Problem – Check every line of the material for the word "dark". Copy those that have it.

Listed entries –
Start of Block

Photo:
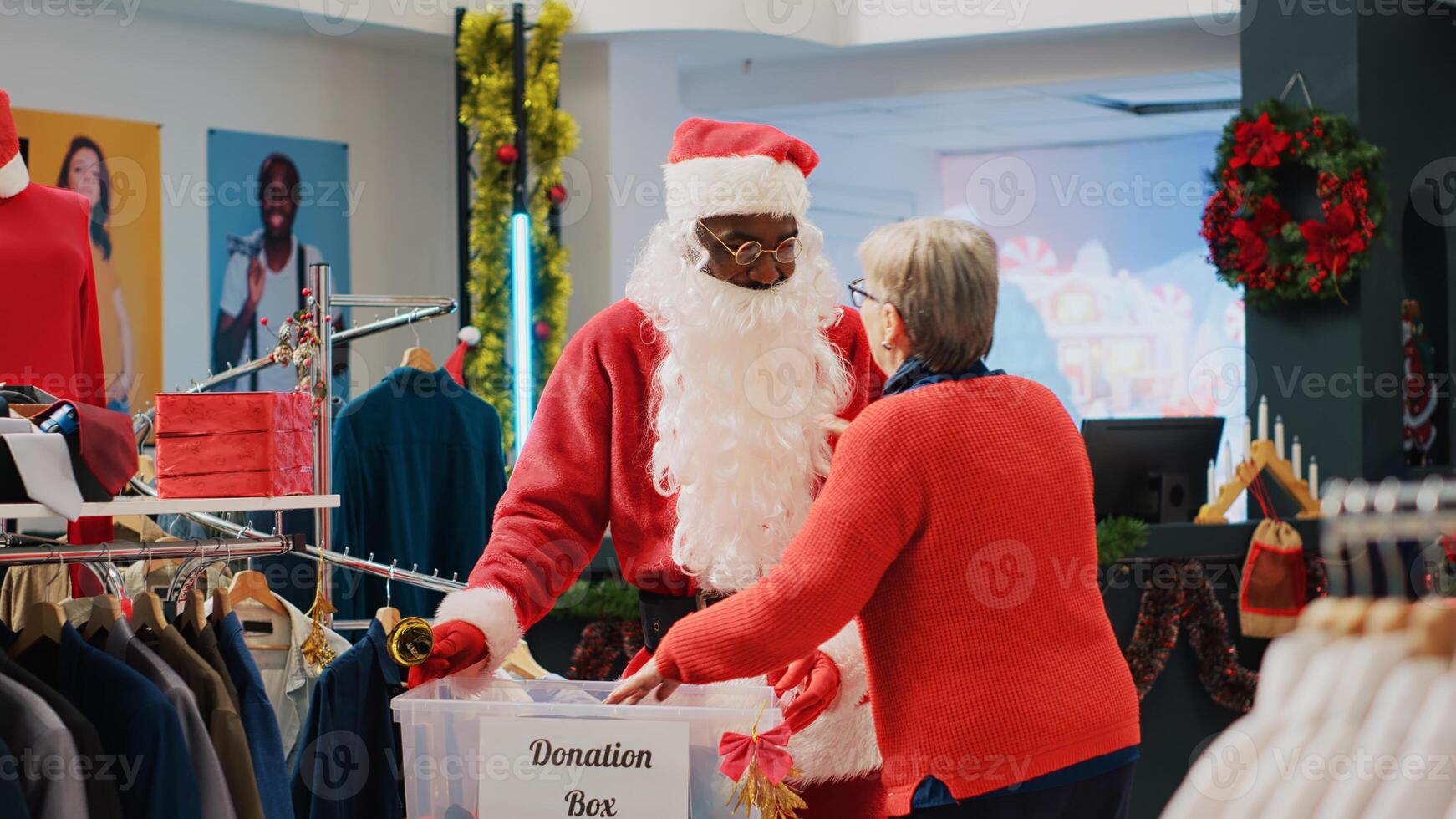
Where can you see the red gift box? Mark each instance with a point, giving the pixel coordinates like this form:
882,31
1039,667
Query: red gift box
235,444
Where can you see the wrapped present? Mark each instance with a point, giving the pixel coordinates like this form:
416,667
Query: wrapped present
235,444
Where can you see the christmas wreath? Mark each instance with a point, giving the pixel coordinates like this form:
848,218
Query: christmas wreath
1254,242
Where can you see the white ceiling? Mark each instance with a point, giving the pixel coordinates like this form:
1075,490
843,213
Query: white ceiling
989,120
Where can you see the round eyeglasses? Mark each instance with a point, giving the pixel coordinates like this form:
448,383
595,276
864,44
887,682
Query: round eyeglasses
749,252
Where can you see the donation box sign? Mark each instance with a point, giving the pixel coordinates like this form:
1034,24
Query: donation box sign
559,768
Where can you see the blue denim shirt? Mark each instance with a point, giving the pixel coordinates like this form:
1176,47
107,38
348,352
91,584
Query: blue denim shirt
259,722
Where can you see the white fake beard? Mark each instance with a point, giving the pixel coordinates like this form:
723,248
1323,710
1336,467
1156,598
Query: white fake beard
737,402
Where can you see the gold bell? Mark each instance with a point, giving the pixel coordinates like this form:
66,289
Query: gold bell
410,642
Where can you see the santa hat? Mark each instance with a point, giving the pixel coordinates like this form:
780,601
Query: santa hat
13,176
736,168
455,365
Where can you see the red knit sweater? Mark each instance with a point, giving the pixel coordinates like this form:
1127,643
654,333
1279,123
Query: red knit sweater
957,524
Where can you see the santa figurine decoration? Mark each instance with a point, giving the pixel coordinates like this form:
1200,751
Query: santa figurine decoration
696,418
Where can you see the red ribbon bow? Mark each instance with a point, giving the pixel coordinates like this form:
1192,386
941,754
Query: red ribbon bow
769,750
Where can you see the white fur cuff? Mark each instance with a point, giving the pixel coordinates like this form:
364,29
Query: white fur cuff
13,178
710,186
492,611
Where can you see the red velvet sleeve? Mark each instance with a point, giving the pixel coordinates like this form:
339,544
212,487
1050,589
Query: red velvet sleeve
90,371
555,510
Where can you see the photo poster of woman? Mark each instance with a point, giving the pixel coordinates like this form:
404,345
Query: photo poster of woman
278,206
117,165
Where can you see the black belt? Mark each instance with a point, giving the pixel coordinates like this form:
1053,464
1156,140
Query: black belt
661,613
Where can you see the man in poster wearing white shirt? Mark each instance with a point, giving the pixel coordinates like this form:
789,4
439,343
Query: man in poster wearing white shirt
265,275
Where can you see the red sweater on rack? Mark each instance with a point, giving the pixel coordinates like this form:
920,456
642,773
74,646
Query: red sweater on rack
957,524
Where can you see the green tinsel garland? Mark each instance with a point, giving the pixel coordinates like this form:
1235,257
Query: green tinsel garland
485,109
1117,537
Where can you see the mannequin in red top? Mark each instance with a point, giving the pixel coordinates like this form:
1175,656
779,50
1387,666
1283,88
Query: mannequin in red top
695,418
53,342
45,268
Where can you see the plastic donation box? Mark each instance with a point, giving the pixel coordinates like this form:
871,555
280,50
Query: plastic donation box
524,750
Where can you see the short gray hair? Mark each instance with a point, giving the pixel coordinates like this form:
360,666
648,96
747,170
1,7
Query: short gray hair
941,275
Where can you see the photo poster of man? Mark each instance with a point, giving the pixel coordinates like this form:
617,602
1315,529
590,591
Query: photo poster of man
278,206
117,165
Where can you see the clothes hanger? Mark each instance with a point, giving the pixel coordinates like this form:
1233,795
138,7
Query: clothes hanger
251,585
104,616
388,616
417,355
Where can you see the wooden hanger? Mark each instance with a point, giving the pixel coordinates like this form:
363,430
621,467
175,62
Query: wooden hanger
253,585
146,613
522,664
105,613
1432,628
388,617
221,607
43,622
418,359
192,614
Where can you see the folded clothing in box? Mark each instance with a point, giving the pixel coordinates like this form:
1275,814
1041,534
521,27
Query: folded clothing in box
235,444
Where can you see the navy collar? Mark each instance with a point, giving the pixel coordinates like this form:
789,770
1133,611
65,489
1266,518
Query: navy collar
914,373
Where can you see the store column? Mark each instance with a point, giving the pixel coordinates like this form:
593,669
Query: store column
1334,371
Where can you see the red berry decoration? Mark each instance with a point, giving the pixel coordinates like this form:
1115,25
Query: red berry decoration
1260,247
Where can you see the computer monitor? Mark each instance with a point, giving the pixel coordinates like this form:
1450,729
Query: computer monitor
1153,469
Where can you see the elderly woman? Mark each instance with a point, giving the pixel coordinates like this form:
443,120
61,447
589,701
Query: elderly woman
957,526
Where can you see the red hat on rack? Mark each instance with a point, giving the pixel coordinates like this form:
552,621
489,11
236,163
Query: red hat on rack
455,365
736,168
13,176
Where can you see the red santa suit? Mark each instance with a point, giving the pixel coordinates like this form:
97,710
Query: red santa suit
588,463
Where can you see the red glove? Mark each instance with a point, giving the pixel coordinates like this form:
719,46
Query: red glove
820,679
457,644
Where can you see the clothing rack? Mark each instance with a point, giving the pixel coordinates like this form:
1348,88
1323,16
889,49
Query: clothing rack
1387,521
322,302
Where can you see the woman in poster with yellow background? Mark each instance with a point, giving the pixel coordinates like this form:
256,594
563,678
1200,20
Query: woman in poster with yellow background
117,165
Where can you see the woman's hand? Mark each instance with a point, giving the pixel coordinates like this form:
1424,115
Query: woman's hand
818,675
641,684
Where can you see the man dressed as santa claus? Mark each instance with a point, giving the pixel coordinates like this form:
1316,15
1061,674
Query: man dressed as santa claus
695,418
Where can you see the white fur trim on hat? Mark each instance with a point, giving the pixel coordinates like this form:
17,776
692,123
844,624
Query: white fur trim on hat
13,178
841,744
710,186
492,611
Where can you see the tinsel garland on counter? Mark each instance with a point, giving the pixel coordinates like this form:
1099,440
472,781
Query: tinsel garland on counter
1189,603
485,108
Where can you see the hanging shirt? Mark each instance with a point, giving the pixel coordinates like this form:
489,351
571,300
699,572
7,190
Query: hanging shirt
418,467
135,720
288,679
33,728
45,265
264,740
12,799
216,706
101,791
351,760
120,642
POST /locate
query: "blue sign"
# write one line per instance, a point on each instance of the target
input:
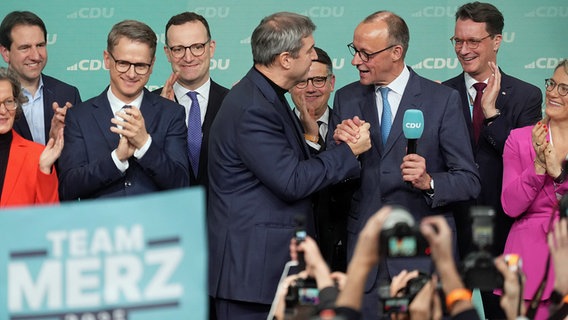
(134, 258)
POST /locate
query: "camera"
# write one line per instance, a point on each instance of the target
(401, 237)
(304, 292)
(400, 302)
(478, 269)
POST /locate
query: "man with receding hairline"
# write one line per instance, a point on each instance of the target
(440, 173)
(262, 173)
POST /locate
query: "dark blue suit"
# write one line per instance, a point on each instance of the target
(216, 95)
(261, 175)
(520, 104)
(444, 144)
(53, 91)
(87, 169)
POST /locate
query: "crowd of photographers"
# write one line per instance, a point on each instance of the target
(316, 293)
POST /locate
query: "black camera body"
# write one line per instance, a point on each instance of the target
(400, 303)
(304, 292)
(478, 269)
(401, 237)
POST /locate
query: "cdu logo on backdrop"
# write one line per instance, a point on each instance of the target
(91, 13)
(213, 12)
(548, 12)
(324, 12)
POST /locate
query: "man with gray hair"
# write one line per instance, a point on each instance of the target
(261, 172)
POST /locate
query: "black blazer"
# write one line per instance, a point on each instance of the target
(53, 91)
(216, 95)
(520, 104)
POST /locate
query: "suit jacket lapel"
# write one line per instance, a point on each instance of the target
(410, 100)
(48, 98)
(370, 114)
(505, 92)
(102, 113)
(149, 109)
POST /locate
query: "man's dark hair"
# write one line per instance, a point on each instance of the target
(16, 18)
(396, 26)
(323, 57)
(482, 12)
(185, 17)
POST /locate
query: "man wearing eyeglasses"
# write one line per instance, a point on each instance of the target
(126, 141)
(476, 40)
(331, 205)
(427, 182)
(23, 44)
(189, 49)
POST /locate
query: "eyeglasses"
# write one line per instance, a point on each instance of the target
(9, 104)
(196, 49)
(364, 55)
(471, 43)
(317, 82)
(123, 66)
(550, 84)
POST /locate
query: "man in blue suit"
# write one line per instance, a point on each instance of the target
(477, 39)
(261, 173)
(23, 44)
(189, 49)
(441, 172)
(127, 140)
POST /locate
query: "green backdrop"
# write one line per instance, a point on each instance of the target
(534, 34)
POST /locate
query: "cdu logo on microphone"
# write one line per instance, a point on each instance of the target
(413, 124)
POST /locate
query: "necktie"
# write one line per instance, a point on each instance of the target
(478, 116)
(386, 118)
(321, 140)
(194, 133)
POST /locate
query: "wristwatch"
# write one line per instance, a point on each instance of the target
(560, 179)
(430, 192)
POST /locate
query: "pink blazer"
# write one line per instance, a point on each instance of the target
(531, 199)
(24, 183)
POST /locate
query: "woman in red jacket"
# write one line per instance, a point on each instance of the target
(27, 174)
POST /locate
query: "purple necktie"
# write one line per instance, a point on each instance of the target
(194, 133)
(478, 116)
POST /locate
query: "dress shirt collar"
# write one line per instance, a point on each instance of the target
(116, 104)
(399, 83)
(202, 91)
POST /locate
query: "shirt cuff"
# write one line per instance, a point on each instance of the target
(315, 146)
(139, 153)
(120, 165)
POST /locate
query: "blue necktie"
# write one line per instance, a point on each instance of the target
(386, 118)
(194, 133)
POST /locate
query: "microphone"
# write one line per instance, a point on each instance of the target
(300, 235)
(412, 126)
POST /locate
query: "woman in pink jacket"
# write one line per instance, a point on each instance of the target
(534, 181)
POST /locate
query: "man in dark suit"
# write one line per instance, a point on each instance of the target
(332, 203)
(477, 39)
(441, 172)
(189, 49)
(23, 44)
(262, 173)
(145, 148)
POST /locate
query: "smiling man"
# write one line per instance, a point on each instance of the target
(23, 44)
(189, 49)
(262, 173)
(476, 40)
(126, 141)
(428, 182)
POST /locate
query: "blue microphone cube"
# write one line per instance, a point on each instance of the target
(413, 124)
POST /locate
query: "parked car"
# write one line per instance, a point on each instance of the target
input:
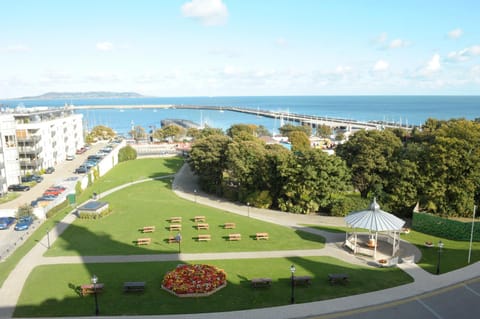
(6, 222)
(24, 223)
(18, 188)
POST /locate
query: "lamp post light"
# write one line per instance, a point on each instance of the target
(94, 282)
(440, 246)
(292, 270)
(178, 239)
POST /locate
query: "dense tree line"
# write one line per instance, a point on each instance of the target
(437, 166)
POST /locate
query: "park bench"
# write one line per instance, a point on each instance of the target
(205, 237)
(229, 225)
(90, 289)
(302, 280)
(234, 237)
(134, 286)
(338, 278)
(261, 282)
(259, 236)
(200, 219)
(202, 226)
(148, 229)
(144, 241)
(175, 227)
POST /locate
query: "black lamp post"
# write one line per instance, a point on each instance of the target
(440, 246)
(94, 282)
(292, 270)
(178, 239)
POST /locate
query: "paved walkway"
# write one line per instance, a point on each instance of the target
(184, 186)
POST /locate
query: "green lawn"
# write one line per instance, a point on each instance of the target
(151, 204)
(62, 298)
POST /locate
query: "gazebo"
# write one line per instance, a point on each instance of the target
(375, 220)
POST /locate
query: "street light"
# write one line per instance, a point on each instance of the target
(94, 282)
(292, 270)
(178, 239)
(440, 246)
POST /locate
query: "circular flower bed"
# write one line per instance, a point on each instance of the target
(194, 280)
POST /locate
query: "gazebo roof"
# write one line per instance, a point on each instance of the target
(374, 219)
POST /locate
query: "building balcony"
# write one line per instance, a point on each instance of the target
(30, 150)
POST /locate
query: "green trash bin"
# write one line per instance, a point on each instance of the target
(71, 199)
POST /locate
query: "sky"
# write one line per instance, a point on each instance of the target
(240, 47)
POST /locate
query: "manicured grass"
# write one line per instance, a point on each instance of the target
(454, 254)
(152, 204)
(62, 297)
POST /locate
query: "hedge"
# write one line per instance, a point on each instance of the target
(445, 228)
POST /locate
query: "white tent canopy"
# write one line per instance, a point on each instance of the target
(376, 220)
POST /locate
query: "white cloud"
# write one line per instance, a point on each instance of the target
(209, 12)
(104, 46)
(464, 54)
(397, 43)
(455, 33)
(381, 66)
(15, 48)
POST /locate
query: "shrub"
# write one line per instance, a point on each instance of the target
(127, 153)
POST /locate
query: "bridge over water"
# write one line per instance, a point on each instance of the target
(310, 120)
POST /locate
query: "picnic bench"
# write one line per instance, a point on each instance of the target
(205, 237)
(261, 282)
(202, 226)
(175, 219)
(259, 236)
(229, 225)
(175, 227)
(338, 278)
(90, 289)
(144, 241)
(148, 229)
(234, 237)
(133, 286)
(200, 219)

End of Block

Output below –
query: "dark blue suit"
query: "man's dark hair"
query: "man in dark suit"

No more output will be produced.